* Begin Provided records *

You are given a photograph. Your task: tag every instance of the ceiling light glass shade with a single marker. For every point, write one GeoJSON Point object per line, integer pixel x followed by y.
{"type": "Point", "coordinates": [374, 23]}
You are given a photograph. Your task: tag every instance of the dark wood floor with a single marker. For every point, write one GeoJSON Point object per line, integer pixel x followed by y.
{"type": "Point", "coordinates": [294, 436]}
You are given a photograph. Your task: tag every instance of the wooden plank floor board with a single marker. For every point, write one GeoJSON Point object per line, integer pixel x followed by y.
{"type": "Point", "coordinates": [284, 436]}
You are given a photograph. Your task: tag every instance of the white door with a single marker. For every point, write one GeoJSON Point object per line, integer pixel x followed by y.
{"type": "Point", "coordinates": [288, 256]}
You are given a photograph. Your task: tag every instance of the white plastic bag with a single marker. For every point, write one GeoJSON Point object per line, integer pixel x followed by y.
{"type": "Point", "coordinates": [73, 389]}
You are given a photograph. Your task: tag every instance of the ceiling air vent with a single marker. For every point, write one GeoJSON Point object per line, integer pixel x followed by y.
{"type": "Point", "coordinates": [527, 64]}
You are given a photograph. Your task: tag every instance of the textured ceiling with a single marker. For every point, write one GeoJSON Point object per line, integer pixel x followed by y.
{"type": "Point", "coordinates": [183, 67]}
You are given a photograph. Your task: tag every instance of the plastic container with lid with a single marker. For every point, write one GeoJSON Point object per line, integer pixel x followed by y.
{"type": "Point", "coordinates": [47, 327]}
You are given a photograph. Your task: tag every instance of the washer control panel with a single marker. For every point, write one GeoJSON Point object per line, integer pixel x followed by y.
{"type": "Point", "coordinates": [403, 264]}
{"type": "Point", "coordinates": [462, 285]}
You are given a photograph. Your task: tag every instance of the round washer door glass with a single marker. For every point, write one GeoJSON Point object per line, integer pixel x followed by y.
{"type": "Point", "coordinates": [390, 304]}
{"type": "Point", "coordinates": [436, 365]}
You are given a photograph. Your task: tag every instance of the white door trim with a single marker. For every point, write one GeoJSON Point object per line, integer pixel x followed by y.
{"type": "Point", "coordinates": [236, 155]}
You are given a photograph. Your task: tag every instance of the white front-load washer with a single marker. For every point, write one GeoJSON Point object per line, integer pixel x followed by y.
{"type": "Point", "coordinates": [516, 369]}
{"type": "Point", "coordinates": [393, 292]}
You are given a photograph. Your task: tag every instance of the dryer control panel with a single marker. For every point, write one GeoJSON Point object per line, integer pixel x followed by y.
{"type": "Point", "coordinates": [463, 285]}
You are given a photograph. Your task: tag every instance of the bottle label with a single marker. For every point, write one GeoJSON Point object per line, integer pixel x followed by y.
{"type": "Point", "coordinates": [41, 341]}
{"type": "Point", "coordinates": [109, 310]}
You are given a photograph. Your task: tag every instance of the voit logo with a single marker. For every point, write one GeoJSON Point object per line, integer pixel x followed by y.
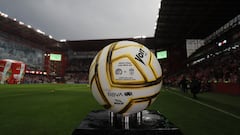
{"type": "Point", "coordinates": [1, 65]}
{"type": "Point", "coordinates": [140, 55]}
{"type": "Point", "coordinates": [118, 102]}
{"type": "Point", "coordinates": [118, 71]}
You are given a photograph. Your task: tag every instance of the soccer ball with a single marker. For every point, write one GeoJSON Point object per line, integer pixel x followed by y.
{"type": "Point", "coordinates": [125, 77]}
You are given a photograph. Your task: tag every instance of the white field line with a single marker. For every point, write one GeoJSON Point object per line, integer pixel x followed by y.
{"type": "Point", "coordinates": [207, 105]}
{"type": "Point", "coordinates": [21, 94]}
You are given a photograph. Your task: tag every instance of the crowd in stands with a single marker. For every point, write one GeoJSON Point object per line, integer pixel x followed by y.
{"type": "Point", "coordinates": [224, 68]}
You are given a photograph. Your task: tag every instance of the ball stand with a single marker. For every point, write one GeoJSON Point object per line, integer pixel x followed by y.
{"type": "Point", "coordinates": [146, 122]}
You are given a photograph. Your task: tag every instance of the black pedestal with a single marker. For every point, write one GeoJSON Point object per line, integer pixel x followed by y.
{"type": "Point", "coordinates": [151, 122]}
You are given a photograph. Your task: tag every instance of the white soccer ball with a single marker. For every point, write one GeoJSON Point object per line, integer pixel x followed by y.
{"type": "Point", "coordinates": [125, 77]}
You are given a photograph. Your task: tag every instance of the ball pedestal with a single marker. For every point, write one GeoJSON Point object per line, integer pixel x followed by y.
{"type": "Point", "coordinates": [147, 122]}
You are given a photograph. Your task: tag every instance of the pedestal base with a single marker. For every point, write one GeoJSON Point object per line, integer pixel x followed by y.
{"type": "Point", "coordinates": [100, 123]}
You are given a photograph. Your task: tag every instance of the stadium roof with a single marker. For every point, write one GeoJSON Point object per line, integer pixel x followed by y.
{"type": "Point", "coordinates": [192, 19]}
{"type": "Point", "coordinates": [178, 20]}
{"type": "Point", "coordinates": [18, 29]}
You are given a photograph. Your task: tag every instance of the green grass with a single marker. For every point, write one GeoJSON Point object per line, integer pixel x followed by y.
{"type": "Point", "coordinates": [59, 108]}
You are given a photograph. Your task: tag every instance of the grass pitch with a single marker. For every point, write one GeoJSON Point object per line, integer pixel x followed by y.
{"type": "Point", "coordinates": [59, 108]}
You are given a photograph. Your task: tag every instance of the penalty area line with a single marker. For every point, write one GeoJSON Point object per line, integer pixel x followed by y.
{"type": "Point", "coordinates": [207, 105]}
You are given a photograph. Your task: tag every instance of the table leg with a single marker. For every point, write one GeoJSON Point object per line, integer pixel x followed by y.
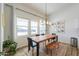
{"type": "Point", "coordinates": [37, 49]}
{"type": "Point", "coordinates": [56, 38]}
{"type": "Point", "coordinates": [28, 47]}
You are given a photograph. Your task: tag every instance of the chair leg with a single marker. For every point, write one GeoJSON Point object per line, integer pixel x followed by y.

* End Provided records *

Without the pictures, restate each entry exactly.

## Expected answer
You are given a photograph. Your task: tag every instance of the ceiling light glass shade with a single marker. For every point, write one GeoJSON Point object per line, integer pixel x followed by y.
{"type": "Point", "coordinates": [374, 23]}
You are given a photograph. Your task: tag every instance of the dark wood floor with a single marker. For every point, write one GeoJSON Point object per line, integer pixel x followed by y.
{"type": "Point", "coordinates": [294, 436]}
You are given a photograph. Your task: tag every instance of the wooden plank floor board with a single marker. For every point, write one GeoJSON Point object per line, integer pixel x followed by y.
{"type": "Point", "coordinates": [284, 436]}
You are given a photograph. Your task: tag every instance of the white door with a single marker. For every point, write one GeoJSON Point object per line, integer pixel x followed by y.
{"type": "Point", "coordinates": [288, 256]}
You are given a photograph. Your task: tag every instance of the white plastic bag with a single marker. For every point, write one GeoJSON Point object per line, integer pixel x followed by y.
{"type": "Point", "coordinates": [73, 389]}
You are given a photograph. Your task: tag every instance of the ceiling air vent with a single marker. For every point, write one GeoJSON Point object per line, integer pixel x followed by y.
{"type": "Point", "coordinates": [527, 64]}
You are given a photograph. Your task: tag every instance of the textured ceiling with a single marker. For every point, write one GeoJSON Point object per line, integer pixel x followed by y.
{"type": "Point", "coordinates": [183, 67]}
You are given a photograph. Your task: tag every instance of the plastic container with lid with a single marker. For every point, write one GeoJSON Point object per line, integer pixel x followed by y.
{"type": "Point", "coordinates": [47, 327]}
You are given a photograph. Your task: tag every instance of the washer control panel with a single marker. For every point, write one GeoJSON Point object per line, integer pixel x followed by y.
{"type": "Point", "coordinates": [403, 264]}
{"type": "Point", "coordinates": [462, 285]}
You are given a photograph. Your task: tag every instance of the round washer door glass with a single marker. For every point, write one GeoJSON Point object per line, integer pixel x followed by y.
{"type": "Point", "coordinates": [390, 304]}
{"type": "Point", "coordinates": [436, 365]}
You are given a photograph. Your task: tag every instance of the white door trim with a single marker. For every point, write one GeoJSON Point object per line, integer pixel x followed by y.
{"type": "Point", "coordinates": [236, 155]}
You are given a photograph. Your task: tag every instance of the white front-load washer with a single marker. For every point, write one GeoJSON Point object per line, integer pixel x followed by y.
{"type": "Point", "coordinates": [516, 369]}
{"type": "Point", "coordinates": [393, 292]}
You are given a photograph. Your task: tag every instance of the dryer control panel with a single marker. For every point, write one GeoJSON Point object per line, integer pixel x followed by y.
{"type": "Point", "coordinates": [463, 285]}
You are given a photograph. Your task: tag every instance of the bottle label with a single marker. For every point, write one GeoJSON Point object per line, integer pixel x followed by y.
{"type": "Point", "coordinates": [41, 341]}
{"type": "Point", "coordinates": [109, 310]}
You are given a photograph. Your task: tag every instance of the voit logo with a single marker. For every point, write one GeoJSON Point object per line, integer pixel x followed by y.
{"type": "Point", "coordinates": [1, 65]}
{"type": "Point", "coordinates": [140, 55]}
{"type": "Point", "coordinates": [118, 102]}
{"type": "Point", "coordinates": [118, 71]}
You are given a photograph. Your task: tag every instance of the soccer ball with a single marker. For every point, write one GeoJSON Point object per line, integer pixel x followed by y.
{"type": "Point", "coordinates": [125, 77]}
You are given a photograph. Your task: tag every instance of the white field line with a single marker. For every point, write one GeoJSON Point object per line, integer pixel x followed by y.
{"type": "Point", "coordinates": [207, 105]}
{"type": "Point", "coordinates": [21, 94]}
You are given a photograph. Your task: tag every instance of the crowd in stands with a single marker. For every point, write one GeoJSON Point object per line, integer pixel x followed by y.
{"type": "Point", "coordinates": [224, 68]}
You are given a photograph. Your task: tag every instance of the ball stand with a single marker. For every point, write one GeoJSON Point object per line, integer pixel x followed by y.
{"type": "Point", "coordinates": [146, 122]}
You are given a photograph. Your task: tag every instance of the black pedestal with a single marker. For every point, write one GeoJSON Point object per line, integer pixel x followed by y.
{"type": "Point", "coordinates": [151, 122]}
You are given a photograph. Your task: tag every instance of the white soccer ball with a single marker. For every point, write one GeoJSON Point object per line, integer pixel x followed by y.
{"type": "Point", "coordinates": [125, 77]}
You are given a photograph. Your task: tag every instance of the ball pedestal with a single marker. For every point, write one GeoJSON Point object per line, integer pixel x followed by y.
{"type": "Point", "coordinates": [147, 122]}
You are given a photograph. Your task: tag every instance of the pedestal base with a single marker. For every point, write one GeoJSON Point object per line, integer pixel x followed by y.
{"type": "Point", "coordinates": [100, 123]}
You are given a photograph. Your task: tag every instance of the stadium roof with a single marker. For every point, write one GeoJSON Point object per line, integer pixel x followed by y.
{"type": "Point", "coordinates": [192, 19]}
{"type": "Point", "coordinates": [178, 20]}
{"type": "Point", "coordinates": [18, 29]}
You are given a photograph. Your task: tag every instance of the green grass with a single marker. For every point, write one GeoJSON Point object per line, integer pixel x followed by y.
{"type": "Point", "coordinates": [59, 108]}
You are given a photograph. Your task: tag every instance of the grass pitch with a single marker. For every point, write one GeoJSON Point object per line, integer pixel x followed by y.
{"type": "Point", "coordinates": [59, 108]}
You are given a photograph. Your task: tag every instance of the penalty area line with a single marker. For every point, write one GeoJSON Point object per line, integer pixel x followed by y.
{"type": "Point", "coordinates": [207, 105]}
You are given a photograph. Your task: tag every instance of the table leg with a single marker. For every point, write one GeoJSON Point object per line, integer pixel x followed by y.
{"type": "Point", "coordinates": [37, 49]}
{"type": "Point", "coordinates": [56, 38]}
{"type": "Point", "coordinates": [28, 47]}
You are given a photograph. Your task: tag every instance of the chair leg with a single marker. For every point, write one GeoJSON Point object per line, integer pixel x followed by y.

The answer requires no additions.